Task instructions
Give back exactly the lines that start at the one containing "Every instance of the sailboat" and run to the end of the material below, both ends included.

Available data
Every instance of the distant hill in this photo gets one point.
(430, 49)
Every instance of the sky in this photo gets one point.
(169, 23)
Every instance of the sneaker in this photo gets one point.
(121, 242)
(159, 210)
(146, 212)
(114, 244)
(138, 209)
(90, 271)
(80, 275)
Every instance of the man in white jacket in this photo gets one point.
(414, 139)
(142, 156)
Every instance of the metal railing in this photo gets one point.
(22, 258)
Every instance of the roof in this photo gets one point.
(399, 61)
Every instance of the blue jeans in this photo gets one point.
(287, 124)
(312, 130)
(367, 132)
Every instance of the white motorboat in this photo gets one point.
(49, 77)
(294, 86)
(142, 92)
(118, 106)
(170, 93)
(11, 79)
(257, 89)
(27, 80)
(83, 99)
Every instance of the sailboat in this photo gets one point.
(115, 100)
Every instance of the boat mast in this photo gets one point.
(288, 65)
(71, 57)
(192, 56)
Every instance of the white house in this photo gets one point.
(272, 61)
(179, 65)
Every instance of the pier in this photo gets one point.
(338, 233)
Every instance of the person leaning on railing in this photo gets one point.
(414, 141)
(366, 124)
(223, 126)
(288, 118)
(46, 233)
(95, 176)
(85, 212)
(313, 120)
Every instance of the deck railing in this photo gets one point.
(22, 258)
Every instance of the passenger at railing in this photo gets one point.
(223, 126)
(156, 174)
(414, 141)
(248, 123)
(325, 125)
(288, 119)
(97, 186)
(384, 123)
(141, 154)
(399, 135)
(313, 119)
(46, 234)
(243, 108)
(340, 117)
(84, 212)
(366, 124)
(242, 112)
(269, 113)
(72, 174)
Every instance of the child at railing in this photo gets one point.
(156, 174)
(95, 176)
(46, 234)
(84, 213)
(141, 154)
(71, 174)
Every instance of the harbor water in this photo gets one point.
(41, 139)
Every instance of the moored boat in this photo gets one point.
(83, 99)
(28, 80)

Reply
Every instance of the sailboat in this photo gets one point.
(115, 100)
Every instance of the boat mast in this photo gets one point.
(288, 65)
(71, 57)
(192, 56)
Every instance of the white house in this photo gets one point.
(272, 61)
(179, 65)
Every instance of the pier in this photo gets one point.
(338, 233)
Every instance of the person leaning on railing in this photo gets one point.
(414, 141)
(366, 124)
(223, 126)
(288, 118)
(46, 233)
(95, 176)
(85, 212)
(313, 120)
Every instance of the deck railing in this photo gets one point.
(22, 258)
Every instance of the passenger at railing in this photo gets one point.
(223, 126)
(156, 174)
(414, 141)
(248, 123)
(325, 125)
(288, 119)
(97, 186)
(384, 123)
(141, 154)
(399, 135)
(313, 119)
(46, 234)
(243, 108)
(340, 117)
(84, 212)
(366, 124)
(242, 112)
(269, 113)
(72, 174)
Every instance of the child at railing in this photo gets one point.
(156, 174)
(95, 176)
(46, 234)
(84, 213)
(141, 154)
(71, 174)
Every instance of the harbor water in this photo gets one point.
(41, 139)
Every instance of the moored boat in this photo gets one point.
(83, 99)
(28, 80)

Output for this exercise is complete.